● EXERCISE INSTRUCTIONS
Output nothing but the lines from the beginning of the listing below through the line containing "box: [979, 804, 1061, 842]", exactly as they stand, without pictures.

● DATA PROVIDED
──────
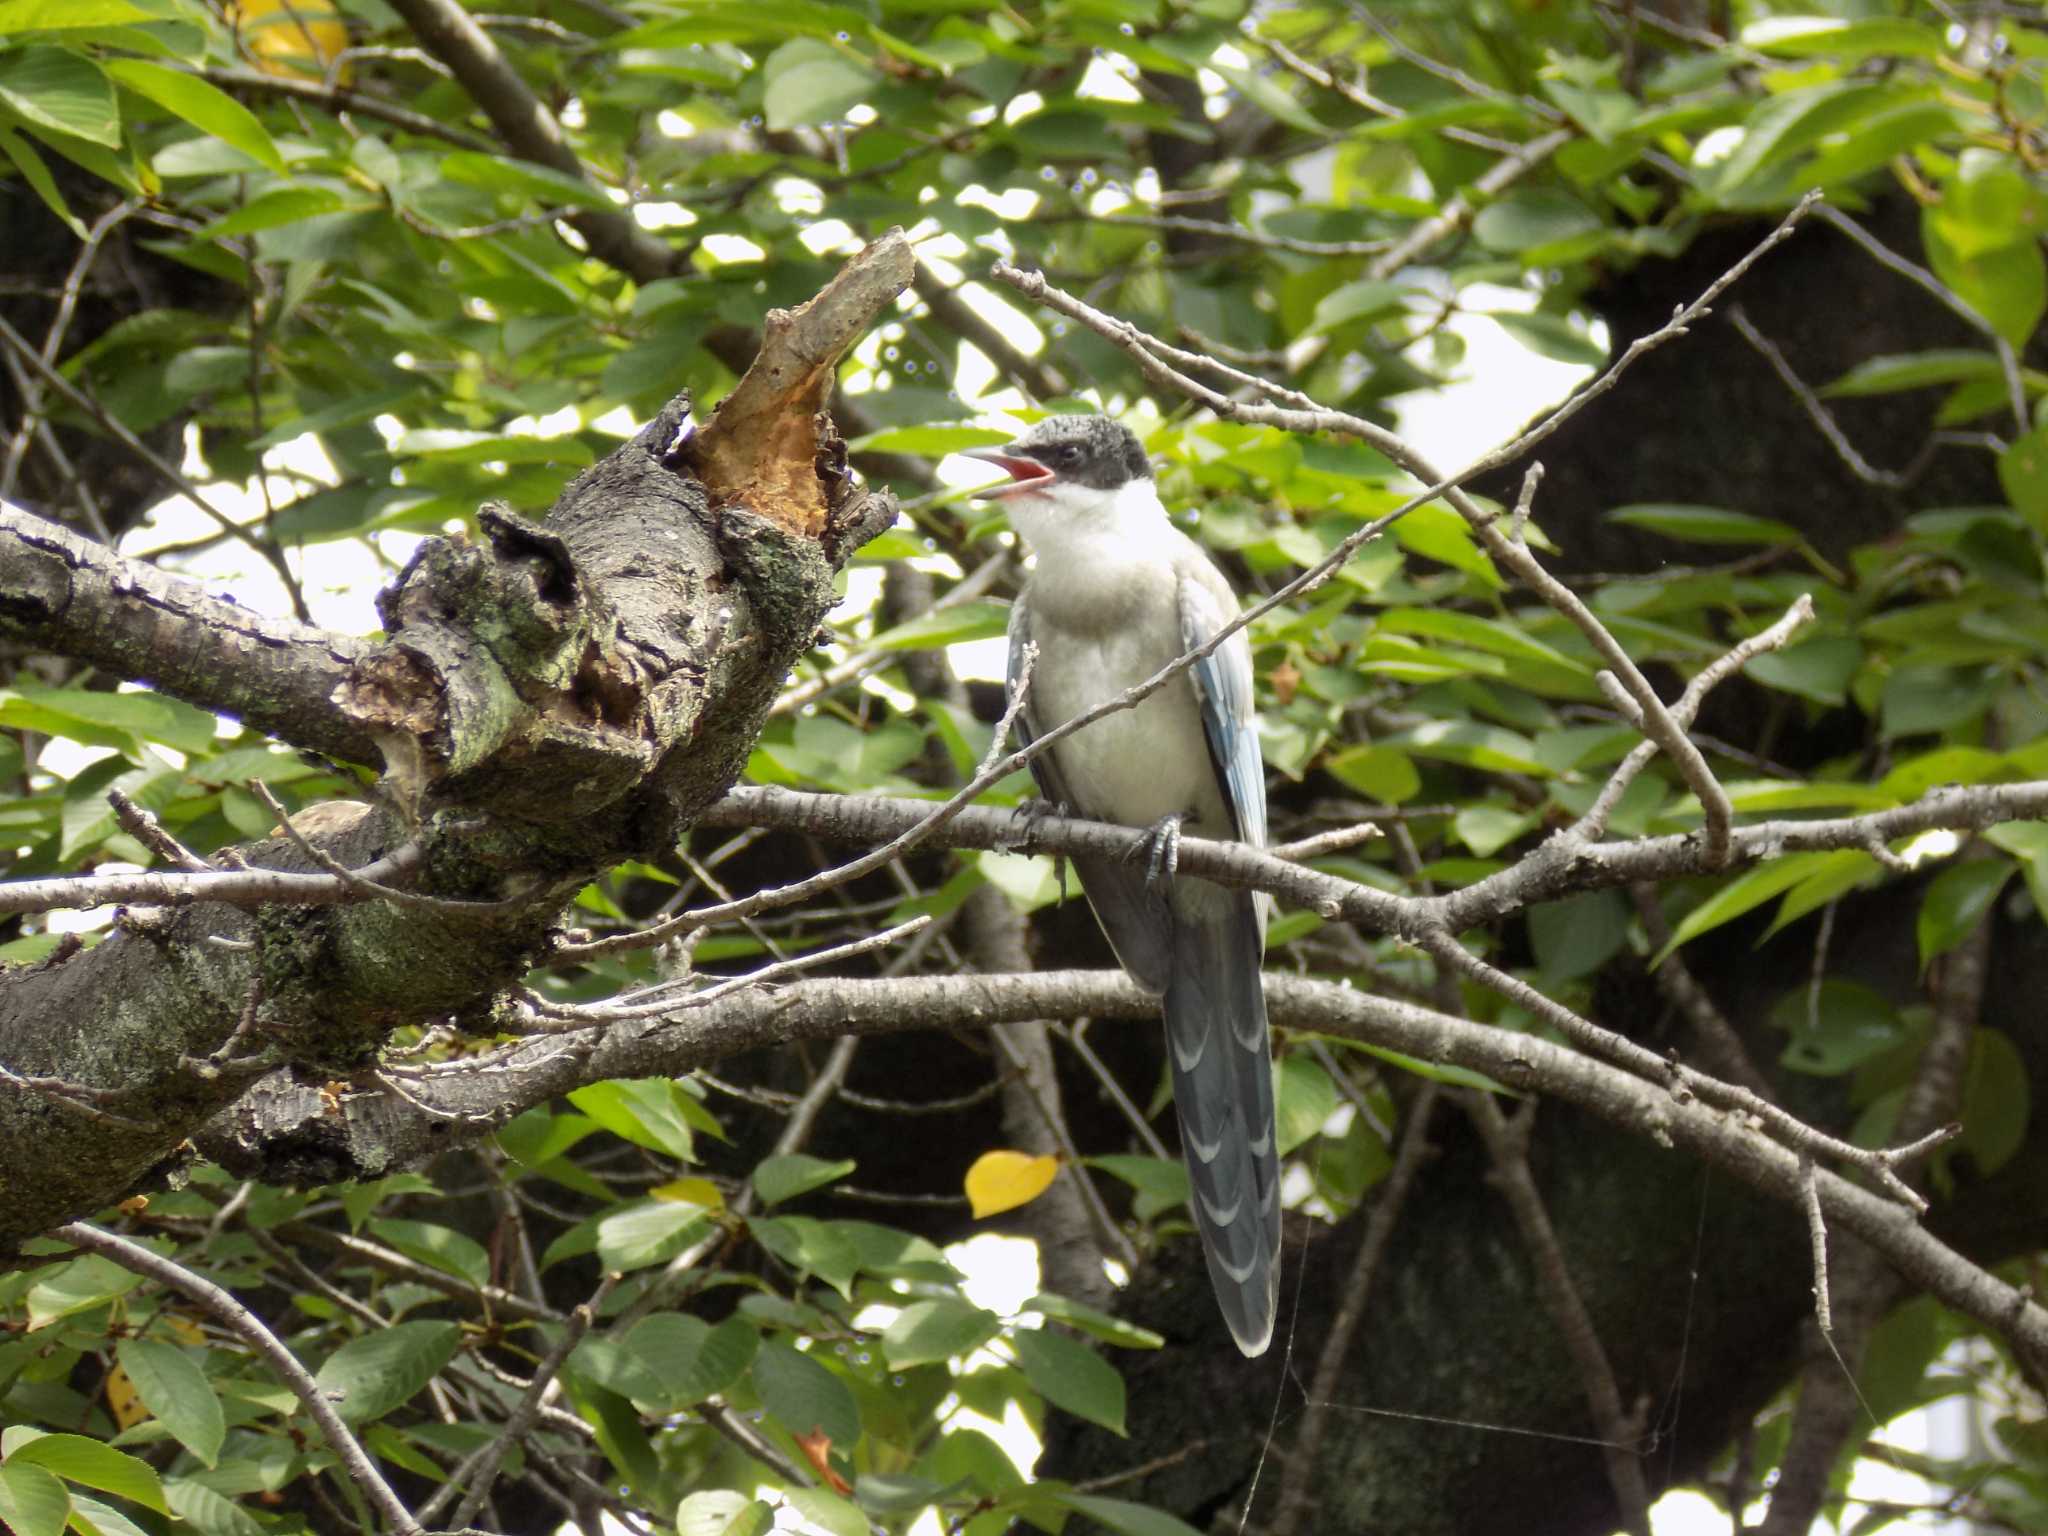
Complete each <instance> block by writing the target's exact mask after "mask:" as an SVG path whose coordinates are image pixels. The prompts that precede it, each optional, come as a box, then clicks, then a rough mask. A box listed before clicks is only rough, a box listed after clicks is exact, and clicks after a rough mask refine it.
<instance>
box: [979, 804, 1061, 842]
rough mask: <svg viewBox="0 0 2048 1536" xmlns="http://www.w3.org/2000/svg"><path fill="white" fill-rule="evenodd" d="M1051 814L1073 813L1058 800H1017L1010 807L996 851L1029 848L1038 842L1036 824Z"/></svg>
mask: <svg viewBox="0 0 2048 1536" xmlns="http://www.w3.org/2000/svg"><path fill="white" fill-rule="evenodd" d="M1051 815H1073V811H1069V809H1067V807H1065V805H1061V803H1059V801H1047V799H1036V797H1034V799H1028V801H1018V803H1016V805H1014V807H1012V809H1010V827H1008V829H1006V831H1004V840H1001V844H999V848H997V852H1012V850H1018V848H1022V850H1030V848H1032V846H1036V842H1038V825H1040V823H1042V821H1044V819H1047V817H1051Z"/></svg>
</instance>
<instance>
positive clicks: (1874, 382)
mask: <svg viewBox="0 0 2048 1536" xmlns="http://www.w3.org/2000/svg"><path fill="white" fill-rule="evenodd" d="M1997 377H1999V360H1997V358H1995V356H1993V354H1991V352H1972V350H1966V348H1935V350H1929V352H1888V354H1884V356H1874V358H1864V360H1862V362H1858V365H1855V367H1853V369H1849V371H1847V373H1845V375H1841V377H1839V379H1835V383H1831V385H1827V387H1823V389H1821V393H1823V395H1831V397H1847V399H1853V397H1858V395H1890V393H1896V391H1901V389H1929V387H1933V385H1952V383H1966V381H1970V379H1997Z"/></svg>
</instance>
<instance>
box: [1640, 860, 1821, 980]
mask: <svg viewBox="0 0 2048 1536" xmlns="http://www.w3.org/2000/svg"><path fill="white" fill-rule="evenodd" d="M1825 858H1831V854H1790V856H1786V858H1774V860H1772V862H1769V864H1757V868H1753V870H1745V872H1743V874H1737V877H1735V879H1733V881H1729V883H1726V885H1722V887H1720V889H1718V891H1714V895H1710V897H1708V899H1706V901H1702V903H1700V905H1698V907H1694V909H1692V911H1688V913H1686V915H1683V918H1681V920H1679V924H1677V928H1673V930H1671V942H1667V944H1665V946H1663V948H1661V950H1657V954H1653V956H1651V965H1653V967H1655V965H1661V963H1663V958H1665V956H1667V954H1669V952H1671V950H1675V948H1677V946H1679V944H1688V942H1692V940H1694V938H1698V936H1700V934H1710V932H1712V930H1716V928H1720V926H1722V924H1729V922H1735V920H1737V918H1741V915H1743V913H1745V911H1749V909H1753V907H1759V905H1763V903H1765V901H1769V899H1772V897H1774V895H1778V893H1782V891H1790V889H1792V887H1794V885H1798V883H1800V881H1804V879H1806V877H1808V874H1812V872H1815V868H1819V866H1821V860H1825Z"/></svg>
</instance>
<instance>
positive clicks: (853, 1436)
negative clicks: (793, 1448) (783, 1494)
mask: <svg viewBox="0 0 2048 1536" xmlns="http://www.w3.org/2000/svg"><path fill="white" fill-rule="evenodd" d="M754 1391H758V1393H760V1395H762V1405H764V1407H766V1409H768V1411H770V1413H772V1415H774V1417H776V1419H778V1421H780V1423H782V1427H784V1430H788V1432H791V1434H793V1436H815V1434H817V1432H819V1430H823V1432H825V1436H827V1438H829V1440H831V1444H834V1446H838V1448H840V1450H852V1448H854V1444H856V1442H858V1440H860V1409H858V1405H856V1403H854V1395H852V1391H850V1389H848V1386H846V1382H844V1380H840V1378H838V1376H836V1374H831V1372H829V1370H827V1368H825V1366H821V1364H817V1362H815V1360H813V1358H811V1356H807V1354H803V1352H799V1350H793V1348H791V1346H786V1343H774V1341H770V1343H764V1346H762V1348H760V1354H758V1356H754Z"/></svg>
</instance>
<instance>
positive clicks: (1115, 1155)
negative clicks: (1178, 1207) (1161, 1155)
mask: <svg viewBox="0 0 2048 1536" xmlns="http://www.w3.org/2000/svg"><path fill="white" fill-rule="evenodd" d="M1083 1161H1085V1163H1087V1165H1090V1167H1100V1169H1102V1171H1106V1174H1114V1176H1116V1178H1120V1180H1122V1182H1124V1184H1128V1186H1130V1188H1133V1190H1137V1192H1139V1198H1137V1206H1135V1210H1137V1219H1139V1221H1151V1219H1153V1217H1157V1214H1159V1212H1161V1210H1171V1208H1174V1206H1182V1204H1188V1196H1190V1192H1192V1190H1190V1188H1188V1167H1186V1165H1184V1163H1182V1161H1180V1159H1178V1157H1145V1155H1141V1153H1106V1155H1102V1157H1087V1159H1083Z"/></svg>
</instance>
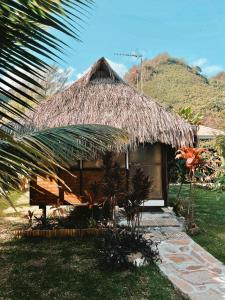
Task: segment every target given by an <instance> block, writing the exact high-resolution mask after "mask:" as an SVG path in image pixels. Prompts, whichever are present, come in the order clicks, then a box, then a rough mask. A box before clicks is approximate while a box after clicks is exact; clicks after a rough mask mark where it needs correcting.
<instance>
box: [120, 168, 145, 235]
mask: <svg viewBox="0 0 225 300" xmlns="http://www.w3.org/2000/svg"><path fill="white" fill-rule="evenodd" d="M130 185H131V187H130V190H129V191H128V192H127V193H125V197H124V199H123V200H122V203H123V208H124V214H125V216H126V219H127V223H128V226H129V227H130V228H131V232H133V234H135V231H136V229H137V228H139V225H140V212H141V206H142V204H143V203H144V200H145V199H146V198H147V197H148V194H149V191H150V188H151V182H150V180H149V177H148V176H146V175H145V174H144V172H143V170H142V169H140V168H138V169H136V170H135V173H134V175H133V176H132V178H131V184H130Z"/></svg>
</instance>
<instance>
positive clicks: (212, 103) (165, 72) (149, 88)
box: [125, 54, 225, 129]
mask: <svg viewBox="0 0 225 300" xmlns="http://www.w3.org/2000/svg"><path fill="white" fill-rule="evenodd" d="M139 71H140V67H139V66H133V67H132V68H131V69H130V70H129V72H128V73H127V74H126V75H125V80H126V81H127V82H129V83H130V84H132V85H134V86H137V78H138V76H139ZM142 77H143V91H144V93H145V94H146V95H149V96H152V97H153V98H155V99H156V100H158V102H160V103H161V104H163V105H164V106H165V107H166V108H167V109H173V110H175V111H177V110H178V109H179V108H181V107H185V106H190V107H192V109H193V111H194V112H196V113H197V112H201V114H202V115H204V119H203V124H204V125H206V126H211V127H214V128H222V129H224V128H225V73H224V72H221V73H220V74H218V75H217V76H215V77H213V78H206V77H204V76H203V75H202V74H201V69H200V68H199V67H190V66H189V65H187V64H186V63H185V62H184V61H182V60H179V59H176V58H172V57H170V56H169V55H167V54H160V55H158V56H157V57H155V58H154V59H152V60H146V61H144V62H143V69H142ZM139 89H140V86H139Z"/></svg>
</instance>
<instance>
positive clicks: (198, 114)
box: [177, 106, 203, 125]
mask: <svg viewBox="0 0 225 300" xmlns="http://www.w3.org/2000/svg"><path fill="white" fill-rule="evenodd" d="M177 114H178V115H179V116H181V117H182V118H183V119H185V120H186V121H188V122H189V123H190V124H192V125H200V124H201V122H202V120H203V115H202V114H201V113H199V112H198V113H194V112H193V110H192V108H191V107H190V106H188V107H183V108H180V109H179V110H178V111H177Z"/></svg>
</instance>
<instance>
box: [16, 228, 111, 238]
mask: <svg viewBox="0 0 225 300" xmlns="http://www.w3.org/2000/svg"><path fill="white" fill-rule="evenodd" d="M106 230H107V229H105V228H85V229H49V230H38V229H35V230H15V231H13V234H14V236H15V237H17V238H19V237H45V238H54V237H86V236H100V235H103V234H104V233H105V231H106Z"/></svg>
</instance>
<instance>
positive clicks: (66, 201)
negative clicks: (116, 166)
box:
──────
● RESPONSE TO THE TASK
Complete each <instance> block by writing the target's exact mask after "mask:" as an SVG path whose coordinates are image pixels. The prompts that precede it, each optional, come as a box, then clicks, then a rough mask. A box listed before clicks is only rough, a box listed after clicks is exact, and clicks after a rough mask refine it.
<instance>
box: [979, 804, 1061, 842]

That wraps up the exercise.